WHAT YOU SHOULD DO:
State how many lines of the listing below contain the string "building". Reply with that number alone.

DATA SECTION:
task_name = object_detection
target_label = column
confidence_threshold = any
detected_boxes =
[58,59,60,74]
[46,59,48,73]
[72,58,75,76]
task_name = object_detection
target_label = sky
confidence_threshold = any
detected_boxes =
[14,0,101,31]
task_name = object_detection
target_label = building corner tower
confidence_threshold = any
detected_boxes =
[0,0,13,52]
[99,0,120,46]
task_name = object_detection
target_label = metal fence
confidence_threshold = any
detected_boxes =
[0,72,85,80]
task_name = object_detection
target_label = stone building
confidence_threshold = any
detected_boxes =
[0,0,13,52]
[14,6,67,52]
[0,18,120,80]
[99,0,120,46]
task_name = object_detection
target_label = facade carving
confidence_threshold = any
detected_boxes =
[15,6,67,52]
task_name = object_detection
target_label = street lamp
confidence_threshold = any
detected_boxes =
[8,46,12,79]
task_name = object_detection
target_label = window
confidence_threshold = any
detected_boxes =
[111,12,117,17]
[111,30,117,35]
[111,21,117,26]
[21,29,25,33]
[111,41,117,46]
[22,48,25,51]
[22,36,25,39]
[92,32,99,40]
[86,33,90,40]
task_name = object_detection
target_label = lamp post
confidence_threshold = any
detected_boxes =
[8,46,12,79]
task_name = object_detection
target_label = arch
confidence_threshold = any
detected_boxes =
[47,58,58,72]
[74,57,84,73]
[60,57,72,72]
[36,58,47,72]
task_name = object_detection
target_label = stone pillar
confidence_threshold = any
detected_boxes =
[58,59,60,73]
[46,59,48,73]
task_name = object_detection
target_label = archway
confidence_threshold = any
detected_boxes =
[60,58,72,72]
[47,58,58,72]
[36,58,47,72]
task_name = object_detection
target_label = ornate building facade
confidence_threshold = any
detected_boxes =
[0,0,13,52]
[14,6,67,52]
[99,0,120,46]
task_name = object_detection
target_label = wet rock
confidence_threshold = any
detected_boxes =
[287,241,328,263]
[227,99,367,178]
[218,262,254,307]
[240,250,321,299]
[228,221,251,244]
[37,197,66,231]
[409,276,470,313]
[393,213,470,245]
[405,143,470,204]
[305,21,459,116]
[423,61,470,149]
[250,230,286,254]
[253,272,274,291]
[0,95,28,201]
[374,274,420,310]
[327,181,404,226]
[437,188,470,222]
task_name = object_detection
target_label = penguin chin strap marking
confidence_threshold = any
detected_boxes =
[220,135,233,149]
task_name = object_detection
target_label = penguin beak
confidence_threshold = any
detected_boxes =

--

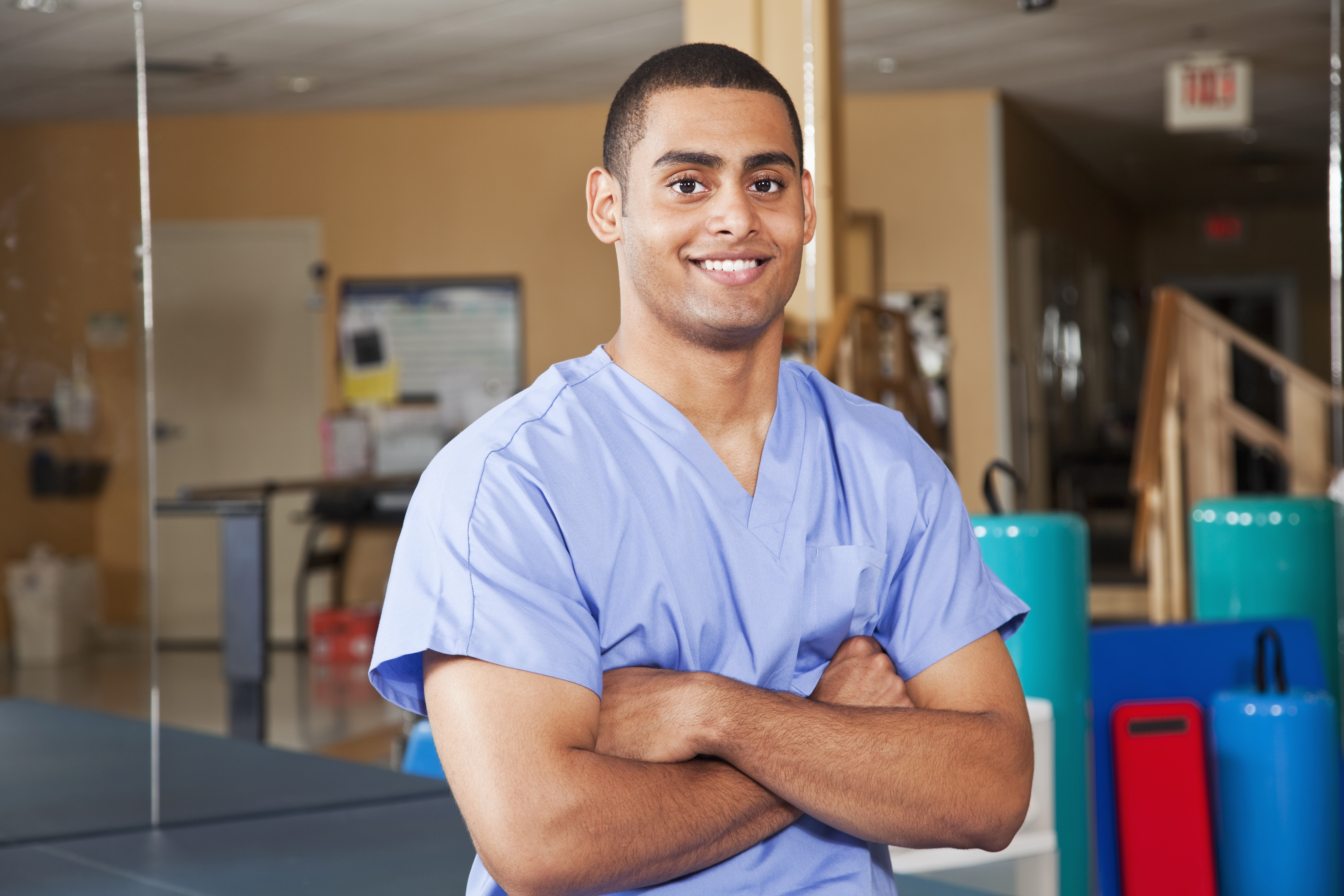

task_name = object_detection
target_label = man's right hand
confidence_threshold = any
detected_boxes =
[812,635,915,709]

---

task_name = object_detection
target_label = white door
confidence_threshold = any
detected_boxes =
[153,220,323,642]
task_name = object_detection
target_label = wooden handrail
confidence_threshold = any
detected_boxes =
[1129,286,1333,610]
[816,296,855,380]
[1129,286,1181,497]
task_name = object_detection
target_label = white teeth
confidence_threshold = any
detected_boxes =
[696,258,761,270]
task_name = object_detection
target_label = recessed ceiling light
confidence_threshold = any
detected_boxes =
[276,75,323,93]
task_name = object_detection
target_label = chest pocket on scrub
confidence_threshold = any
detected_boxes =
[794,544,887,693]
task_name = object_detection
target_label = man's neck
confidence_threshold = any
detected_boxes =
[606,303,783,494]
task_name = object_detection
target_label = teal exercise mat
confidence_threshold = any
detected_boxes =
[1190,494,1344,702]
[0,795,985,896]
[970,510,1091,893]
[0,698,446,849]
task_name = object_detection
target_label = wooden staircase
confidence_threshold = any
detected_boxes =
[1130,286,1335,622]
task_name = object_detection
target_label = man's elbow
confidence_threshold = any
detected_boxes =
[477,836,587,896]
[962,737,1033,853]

ANSWER IN FULL:
3